* _EXCERPTED PASSAGE_:
Also if one has a bit of luggage, then it can be quite a squeeze in the shared vehicle but it is not an impossibility. There is also the option of ‘buying’ more than 1 seat by 1 person, so as to be a bit more comfortable.
The road is currently under construction and the ride can get pretty bumpy in parts and delightfully smooth in other parts 😀 but the River Beki flowing alongside and the rural scenery all around, does take one’s mind off the atrocities that the back is undergoing.
This trauma however, will be short lived because the construction of the new road seems to be rapidly progressing and it will probably be ready within a few months.
The shared vehicles are available right outside the Barpeta road railway station and also at another location behind the station around 500 meters away. Helpful locals are quite willing to show the way.
From Guwahati one also has the option of taking a cab to the camp. An approximate 3 hours would be the duration taken (3 1/2 hrs from Guwahati airport). Cabs are definitely a more expensive option (around Rs 3000-3500 for a drop) compared to buses or trains but the road is said to be excellent all the way to the camp since the route is different from that taken from Barpeta Road station.
Driving down by private vehicle is the best option for residents of nearby towns and cities.

* _TASK DIRECTIONS_: Resume the passage above about traveling to the camp from Barpeta Road and Guwahati, continuing it after its final sentence on driving down by private vehicle.

* _DATA SECTION_:
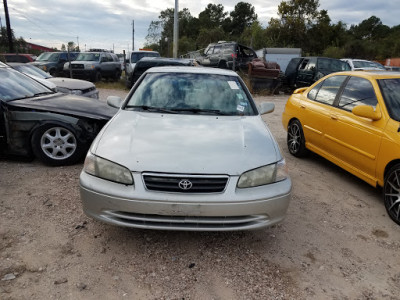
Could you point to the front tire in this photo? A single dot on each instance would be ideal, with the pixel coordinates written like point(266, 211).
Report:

* _EXERCISE RESULT_:
My journey –
After returning from my trip to the Hornbill festival in Nagaland, I stayed the night in Guwahati and the next morning I boarded the 7.45 am train, Kamrup express, from Guwahati station and reached Barpeta road station by 10.10 am. A shared auto was what was available and he took me all the way to the actual camp in a semi bumpy ride of around 2 hours which of course I survived … and if I can do it, then anyone can. Also, arriving at lunch time is always a smart thing to do 😀 so I would definitely recommend this train.
Besides, the journey itself is an adventure of sorts with a steady stream of vendors selling everything from phone chargers, power banks, cables, cucumber, pineapples, betel leaves etc.
Makeshift apparatus churns out bhel puri (which you compel your bewildered co-passenger to display for your camera) 😀
And then there are those strange, mysterious types offering what they called holy prasad, which of course no one dared accept.
Alongside, the alluring countryside of Assam delights you and keeps you mesmerized with views of golden mustard flowers and emerald green fields inhabited by several exotic looking birds (that you cannot click from a fast moving train).
And all these, interspersed intermittently with quaint little railway stations in red and white.
On the return journey I booked the 12.48 pm Kamrup express train to Guwahati, which gave me enough time for breakfast (see how we focus our lives around food) and for the return ride to the station. This reached Guwahati by 3.35 pm. The trains run pretty much without delay. I stayed the night there and the next evening I took the Indigo flight back to Bangalore. In the interim I had my few hours in Guwahati city which you can read about here.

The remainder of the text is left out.